EXCERPTED TEXT:
Dancing on the Battlements: Choreography in the Age of Insecurity
March 7, 2005 - 6:30 p.m.
Formerly a nation that welcomed immigrants, the United States has become fortified against “aliens”. In this panel, choreographers from abroad who have chosen to work in the U.S. and choreographers from the U.S. who have chosen to work abroad will investigate the effects of the advent of Homeland Security and the Patriot Act and address the multiplicity of new challenges immigrants now face—legally, politically, and emotionally—as borders tighten, visas get more difficult to obtain, and the cultural and funding climates becomes more hostile to the unknown.
Moderator:
Elise Bernhardt, consultant and former director of The Kitchen, New York
Panelists:
Olga Garay, program director for the arts, Doris Duke Charitable Foundation, and funder, Arts International
Patricia Hoffbauer, performer (originally from Brazil)
Ibrahim Quraishi, performer (originally from Pakistan)
Joseph V. Melillo, executive producer, the Brooklyn Academy of Music.
The Public Art Fund
“Tuesday Night Talks” with Sarah Morris
March 8, 2005 - 6:30 p.m.
Now in its 10th year, “Tuesday Night Talks” is an ongoing series of presentations and discussions by some of today's most influential artists, critics, and curators, produced by The Public Art Fund. Former talks have featured curators such as Lynne Cooke, Catherine David, Okwui Enwezor, Kasper Koenig, Hans-Ulrich Obrist, and artists such as Francis Alys, Matthew Barney, Janet Cardiff, Pierre Huyghe, Takashi Murakami, Gabriel Orozco, Pipilotti Rist, and Rachel Whiteread.

INFORMATION PROVIDED:
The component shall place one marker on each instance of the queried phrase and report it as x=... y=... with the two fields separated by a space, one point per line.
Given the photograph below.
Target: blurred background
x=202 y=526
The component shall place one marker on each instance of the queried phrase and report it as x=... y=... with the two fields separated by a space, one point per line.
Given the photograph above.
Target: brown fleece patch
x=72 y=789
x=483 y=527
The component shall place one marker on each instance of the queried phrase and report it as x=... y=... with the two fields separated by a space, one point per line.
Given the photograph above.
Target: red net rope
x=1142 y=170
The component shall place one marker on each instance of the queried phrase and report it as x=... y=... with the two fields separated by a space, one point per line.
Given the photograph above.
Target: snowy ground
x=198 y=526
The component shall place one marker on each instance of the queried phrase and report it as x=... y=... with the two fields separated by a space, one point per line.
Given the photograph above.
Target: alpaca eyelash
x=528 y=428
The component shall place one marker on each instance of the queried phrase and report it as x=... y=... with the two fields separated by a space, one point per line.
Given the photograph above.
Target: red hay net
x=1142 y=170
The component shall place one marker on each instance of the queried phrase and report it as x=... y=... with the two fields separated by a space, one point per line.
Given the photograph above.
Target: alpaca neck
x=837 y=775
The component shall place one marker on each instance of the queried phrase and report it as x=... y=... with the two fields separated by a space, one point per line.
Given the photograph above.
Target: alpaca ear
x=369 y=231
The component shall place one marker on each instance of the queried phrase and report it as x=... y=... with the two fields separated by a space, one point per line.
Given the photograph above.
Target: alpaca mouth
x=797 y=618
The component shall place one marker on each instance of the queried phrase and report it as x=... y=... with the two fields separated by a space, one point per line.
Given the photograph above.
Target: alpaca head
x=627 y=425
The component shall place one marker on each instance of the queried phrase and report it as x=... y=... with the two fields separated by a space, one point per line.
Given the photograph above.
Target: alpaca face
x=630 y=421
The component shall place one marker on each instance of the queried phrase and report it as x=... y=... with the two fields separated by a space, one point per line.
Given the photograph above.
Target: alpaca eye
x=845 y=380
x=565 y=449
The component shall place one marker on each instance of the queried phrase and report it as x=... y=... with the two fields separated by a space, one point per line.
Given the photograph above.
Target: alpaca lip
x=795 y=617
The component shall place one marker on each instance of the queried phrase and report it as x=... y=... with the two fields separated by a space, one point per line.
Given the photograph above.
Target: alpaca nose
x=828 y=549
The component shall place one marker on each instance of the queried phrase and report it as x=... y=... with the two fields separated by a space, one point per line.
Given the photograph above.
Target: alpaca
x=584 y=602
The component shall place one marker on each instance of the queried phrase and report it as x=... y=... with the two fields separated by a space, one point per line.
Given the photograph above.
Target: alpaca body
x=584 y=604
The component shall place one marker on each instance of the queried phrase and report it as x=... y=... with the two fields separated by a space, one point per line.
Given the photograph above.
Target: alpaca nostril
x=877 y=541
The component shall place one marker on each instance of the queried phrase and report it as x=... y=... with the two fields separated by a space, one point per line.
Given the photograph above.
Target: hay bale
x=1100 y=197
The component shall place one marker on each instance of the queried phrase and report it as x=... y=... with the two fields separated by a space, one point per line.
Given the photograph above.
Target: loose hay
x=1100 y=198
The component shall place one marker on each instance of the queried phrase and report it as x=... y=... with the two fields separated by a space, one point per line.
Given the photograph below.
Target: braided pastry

STATED EXERCISE: Can you take the arts events listing further, picking up after its last sentence?

ANSWER TO THIS PROBLEM:
This event is presented by the Public Art Fund in collaboration with the Vera List Center for Art and Politics at The New School.
The Mind of the Photo Editor: What the Choices Mean
March 9, 2005 - 7:00 p.m.
Webcast
Photo editors choose what they print from thousands of images. Their choices affect how big stories such as elections, wars, social upheavals, and crimes are perceived and interpreted. How do they make those choices? What do they leave out? What are the pressures upon them? How do they differ in their approaches? A photography critic discusses the implications with two photo editors and a photo-journalist.
Moderator:
Vicki Goldberg, author, photography critic, New York Times
Panelists:
Kathy Ryan, photo editor, New York Times Magazine
Christopher Morris, contract photographer, Time magazine
The panel is part of the Aperture Foundation Lectures: “Confounding Expectations: Photography and the Arts,” and is presented in collaboration with the Aperture Foundation, The New School Photography Department, Parsons School of Design and the Vera List Center for Art and Politics at The New School.
A Roundtable Discussion on How Acts of Unprecedented Violence Tear a City's Fabric
Artists and Extreme Events: March ‘92 Bombay / September ‘01 New York
March 14, 2005 - 6:00 p.m.
"Progress and catastrophe are the opposite faces of the same coin." -- Hannah Arendt
Cities have been the focus of societal upheavals since the dawn of human history, and the twentieth century was no exception. Urban catastrophes in this bloodiest of centuries disrupted and destroyed their conviviality, their security as places of dwelling and commerce. Cities continue to be the object and subject of extreme events—bomb blasts, forced mass movements of minorities and the poor, and catastrophic accidents resulting from careless juxtaposition of residential and industrial structures, such as petrochemical and nuclear plants or waste management facilities. Chernobyl, Bhopal and Toulouse are such cities. As these urban catastrophes get repeated in ever-changing variations, how are we to understand these patterns?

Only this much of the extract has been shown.